_SET TASK_. Rewrite the stretch of material from the line containing "Give the innermost point of each instance of the black fight" through the end, substituting "trunks" for "shorts" and leaving all else unchanged.

_ENTRIES SHOWN_.
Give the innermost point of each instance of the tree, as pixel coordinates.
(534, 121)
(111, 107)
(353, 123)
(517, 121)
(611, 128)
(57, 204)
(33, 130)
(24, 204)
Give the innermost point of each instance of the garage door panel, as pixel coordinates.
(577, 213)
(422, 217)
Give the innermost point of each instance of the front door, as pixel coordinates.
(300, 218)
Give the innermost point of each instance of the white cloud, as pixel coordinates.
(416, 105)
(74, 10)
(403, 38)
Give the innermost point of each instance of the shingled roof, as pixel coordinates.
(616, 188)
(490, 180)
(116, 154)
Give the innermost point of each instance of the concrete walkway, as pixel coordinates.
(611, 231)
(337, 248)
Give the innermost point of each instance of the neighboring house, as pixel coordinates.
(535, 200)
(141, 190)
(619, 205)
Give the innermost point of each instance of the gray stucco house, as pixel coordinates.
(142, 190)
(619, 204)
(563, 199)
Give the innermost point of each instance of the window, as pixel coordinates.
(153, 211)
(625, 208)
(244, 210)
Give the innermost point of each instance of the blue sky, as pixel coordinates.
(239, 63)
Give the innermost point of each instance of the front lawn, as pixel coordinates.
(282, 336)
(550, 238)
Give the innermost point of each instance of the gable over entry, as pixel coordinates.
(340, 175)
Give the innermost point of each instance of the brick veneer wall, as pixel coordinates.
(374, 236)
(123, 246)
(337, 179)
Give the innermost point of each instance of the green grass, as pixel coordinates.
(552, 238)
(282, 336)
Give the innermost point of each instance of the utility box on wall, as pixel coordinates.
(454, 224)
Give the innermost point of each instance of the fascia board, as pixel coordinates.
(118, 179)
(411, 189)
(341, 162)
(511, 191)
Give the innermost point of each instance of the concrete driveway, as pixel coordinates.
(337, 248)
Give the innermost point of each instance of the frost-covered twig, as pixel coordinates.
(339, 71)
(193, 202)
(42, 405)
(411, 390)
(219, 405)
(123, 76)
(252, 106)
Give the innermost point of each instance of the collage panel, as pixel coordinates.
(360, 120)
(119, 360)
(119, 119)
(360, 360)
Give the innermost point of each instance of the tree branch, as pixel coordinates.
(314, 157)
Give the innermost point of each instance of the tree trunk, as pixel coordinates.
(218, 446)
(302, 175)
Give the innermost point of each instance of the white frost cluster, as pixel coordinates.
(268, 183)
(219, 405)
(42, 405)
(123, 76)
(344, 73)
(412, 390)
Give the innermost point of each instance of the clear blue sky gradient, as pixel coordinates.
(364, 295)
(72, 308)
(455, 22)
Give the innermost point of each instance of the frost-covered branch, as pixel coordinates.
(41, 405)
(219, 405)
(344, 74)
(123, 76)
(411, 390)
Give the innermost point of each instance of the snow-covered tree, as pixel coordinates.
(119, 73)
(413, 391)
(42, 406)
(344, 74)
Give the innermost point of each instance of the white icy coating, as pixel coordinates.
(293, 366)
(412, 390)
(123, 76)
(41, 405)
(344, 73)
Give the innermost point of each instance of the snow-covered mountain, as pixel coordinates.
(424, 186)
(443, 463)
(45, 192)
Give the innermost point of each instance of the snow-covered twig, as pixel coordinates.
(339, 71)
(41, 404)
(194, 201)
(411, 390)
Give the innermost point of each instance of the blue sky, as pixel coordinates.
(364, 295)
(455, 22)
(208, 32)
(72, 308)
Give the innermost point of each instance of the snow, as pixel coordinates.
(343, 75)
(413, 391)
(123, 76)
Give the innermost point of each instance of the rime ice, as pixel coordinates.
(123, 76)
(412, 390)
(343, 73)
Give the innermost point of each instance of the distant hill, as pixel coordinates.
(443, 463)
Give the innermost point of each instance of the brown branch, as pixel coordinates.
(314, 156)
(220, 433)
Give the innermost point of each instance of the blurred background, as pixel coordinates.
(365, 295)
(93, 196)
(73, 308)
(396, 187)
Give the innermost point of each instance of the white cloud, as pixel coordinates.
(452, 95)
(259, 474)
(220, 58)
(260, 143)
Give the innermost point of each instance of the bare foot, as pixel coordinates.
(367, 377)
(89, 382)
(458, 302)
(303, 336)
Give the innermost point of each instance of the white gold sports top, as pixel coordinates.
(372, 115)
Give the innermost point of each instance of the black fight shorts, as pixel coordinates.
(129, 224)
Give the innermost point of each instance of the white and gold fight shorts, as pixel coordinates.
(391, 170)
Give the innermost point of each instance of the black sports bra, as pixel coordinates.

_WORKED ANSWER_.
Give the innermost point of each instance of the black fight trunks, as pixel coordinates.
(129, 224)
Give the innermost point of each instance of the white and gold fight trunks, as pixel coordinates.
(391, 170)
Give the innermost point of each instance of the black sports bra, as pixel coordinates.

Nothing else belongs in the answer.